_Vorgegebenes Ziel A:_
Schreibe aus dem Textausschnitt die Stelle zwischen „Er argumentiert, dass“ und „SPD-Generalsekretär Matthias Miersch.“ einschließlich wortgetreu ab.
_Vorgegebenes Ziel B:_
Als was soll Egon Bahr die polnische Solidarnośc laut dem Textausschnitt im Jahr 1982 bezeichnet haben?

_Textausschnitt:_
==*==

Was hat den Bundespräsidenten so erregt? Der 54-jährige Redner Martin (im Mai 1989 aus der DDR in die Bundesrepublik übergesiedelt) erinnerte daran, wie wichtig die polnische Freiheitsbewegung Solidarnośc auch für die Wende in Ostdeutschland war: „Ist tatsächlich im kollektiven Gedächtnis anerkannt, dass der erste Stein aus der Berliner Mauer einst auf der Lenin-Werft in Danzig geschlagen wurde?“

Autor Marko Martin: "Der Bundespräsident nahm meine Hand in den Schraubgriff." - © IMAGO/Metodi Popow
Autor Marko Martin: "Der Bundespräsident nahm meine Hand in den Schraubgriff." | © IMAGO/Metodi Popow

Eine Linie von Bahr über Schröder zu Miersch – und Steinmeier

Er argumentiert, dass der SPD das gute Verhältnis zu Moskau stets wichtiger war als Dank und Solidarität gegenüber den Mittelosteuropäern. Er spannt einen Bogen vom SPD-Ostpolitiker Egon Bahr, der die polnische Solidarnośc 1982 als „Gefahr für den Weltfrieden“ bezeichnet habe, über Putin-Freund Gerhard Schröder bis zu Steinmeier und dem neuen SPD-Generalsekretär Matthias Miersch.

==*==

_Aufgelistete Einträge:_
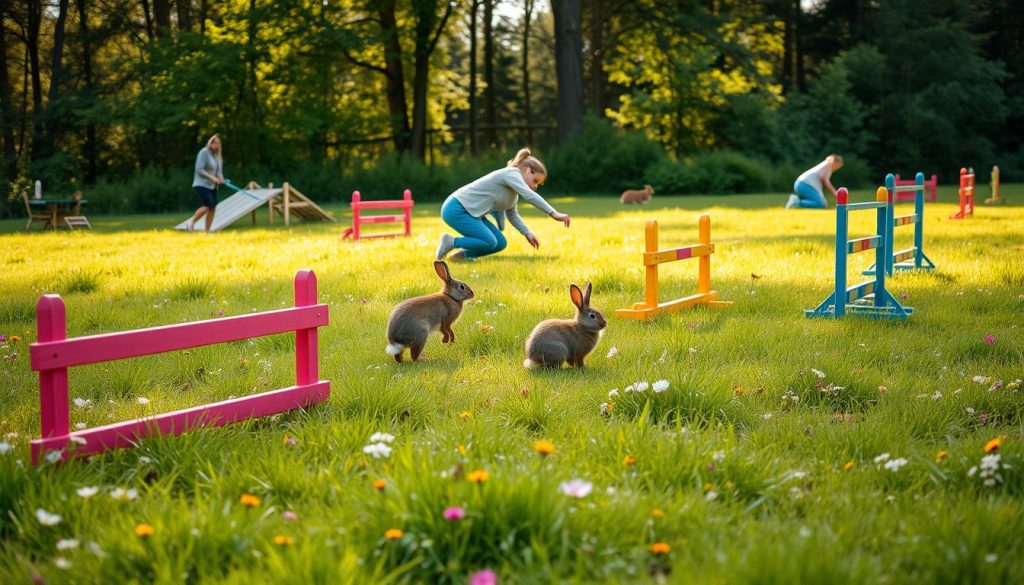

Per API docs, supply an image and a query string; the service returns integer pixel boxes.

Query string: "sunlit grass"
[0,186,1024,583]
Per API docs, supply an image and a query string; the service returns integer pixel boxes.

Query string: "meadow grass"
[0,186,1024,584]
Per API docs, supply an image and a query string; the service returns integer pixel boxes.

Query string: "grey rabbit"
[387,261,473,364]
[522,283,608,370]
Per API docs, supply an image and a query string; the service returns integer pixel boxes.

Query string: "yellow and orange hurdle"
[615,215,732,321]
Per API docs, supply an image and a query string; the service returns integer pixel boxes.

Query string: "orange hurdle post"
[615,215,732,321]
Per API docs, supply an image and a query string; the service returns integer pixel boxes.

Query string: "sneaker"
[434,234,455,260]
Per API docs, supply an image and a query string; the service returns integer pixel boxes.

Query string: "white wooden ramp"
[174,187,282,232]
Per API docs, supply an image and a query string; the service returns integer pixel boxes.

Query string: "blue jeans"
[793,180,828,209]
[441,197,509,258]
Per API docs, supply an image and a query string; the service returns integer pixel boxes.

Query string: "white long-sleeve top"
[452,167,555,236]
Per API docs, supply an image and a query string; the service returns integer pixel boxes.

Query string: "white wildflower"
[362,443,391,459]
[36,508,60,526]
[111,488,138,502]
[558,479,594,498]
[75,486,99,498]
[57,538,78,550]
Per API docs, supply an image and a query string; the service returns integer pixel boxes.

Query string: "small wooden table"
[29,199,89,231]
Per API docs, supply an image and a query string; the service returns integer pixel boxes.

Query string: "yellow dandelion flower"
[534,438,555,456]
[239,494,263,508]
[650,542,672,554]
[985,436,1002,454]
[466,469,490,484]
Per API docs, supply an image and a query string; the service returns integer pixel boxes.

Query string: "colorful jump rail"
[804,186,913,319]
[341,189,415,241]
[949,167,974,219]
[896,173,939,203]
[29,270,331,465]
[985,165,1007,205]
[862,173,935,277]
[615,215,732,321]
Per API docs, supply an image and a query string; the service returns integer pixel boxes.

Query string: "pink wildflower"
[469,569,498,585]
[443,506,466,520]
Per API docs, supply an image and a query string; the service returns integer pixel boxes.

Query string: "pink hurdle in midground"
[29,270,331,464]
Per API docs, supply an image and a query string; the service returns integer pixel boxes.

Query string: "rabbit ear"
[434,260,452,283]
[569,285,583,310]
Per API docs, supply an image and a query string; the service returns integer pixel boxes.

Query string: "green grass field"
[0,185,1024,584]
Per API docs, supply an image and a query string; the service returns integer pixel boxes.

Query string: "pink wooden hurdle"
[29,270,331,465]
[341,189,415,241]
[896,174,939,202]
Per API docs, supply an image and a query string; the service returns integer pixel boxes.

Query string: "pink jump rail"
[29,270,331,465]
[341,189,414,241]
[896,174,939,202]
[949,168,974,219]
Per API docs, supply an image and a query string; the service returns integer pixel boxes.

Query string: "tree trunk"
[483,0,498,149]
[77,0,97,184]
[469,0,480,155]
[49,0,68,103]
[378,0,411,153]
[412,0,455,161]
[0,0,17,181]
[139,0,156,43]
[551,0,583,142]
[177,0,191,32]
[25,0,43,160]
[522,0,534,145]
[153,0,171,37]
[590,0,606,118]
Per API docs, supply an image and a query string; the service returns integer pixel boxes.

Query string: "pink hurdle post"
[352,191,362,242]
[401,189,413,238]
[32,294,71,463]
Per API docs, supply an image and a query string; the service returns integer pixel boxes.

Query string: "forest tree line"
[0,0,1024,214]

==*==

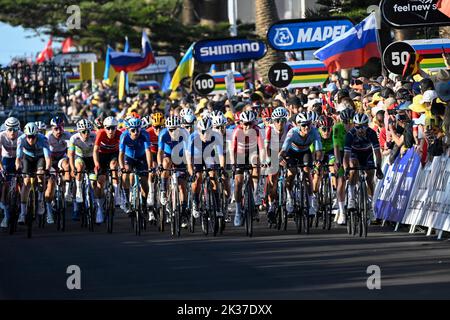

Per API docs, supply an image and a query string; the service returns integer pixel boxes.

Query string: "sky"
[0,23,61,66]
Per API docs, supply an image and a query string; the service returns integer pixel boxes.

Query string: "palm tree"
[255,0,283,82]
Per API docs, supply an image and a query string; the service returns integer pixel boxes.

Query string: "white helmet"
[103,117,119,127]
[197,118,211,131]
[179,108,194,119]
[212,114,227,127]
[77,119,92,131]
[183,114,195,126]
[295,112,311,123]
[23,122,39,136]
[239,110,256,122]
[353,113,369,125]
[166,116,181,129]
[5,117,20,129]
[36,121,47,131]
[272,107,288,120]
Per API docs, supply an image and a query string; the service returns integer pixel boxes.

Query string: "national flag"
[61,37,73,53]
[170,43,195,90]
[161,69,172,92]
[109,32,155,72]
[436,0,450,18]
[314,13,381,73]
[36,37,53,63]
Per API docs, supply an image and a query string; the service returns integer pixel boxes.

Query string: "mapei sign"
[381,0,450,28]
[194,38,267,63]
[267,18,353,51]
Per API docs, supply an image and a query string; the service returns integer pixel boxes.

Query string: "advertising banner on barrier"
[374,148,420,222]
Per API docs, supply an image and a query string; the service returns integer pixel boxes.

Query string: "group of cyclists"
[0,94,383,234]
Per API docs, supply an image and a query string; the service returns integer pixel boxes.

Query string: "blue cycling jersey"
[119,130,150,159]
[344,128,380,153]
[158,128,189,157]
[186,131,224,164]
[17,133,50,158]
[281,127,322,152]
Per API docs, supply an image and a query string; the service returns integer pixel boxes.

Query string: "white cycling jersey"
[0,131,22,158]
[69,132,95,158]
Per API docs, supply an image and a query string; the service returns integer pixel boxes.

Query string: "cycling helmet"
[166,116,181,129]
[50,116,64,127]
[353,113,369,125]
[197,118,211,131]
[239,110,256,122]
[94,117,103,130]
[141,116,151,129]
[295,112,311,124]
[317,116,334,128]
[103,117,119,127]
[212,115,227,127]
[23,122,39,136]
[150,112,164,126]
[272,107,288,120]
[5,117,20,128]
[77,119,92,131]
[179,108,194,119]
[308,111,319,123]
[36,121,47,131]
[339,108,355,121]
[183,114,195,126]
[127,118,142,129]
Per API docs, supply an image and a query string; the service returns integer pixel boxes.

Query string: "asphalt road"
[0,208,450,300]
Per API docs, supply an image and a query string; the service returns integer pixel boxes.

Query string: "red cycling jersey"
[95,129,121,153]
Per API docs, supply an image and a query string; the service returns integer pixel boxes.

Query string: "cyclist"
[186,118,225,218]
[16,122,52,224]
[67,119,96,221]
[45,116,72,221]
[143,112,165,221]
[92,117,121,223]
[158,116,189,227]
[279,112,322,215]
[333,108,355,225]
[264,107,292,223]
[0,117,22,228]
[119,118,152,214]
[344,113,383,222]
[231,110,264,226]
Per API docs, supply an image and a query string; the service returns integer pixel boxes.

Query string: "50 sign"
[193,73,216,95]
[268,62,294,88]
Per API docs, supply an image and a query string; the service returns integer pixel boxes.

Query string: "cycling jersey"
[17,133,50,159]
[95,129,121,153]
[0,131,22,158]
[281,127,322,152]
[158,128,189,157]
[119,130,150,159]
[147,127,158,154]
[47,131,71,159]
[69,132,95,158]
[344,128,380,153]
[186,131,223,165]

==*==

_Erwartete Antwort A:_
Er argumentiert, dass der SPD das gute Verhältnis zu Moskau stets wichtiger war als Dank und Solidarität gegenüber den Mittelosteuropäern. Er spannt einen Bogen vom SPD-Ostpolitiker Egon Bahr, der die polnische Solidarnośc 1982 als „Gefahr für den Weltfrieden“ bezeichnet habe, über Putin-Freund Gerhard Schröder bis zu Steinmeier und dem neuen SPD-Generalsekretär Matthias Miersch.

_Erwartete Antwort B:_
Als „Gefahr für den Weltfrieden“.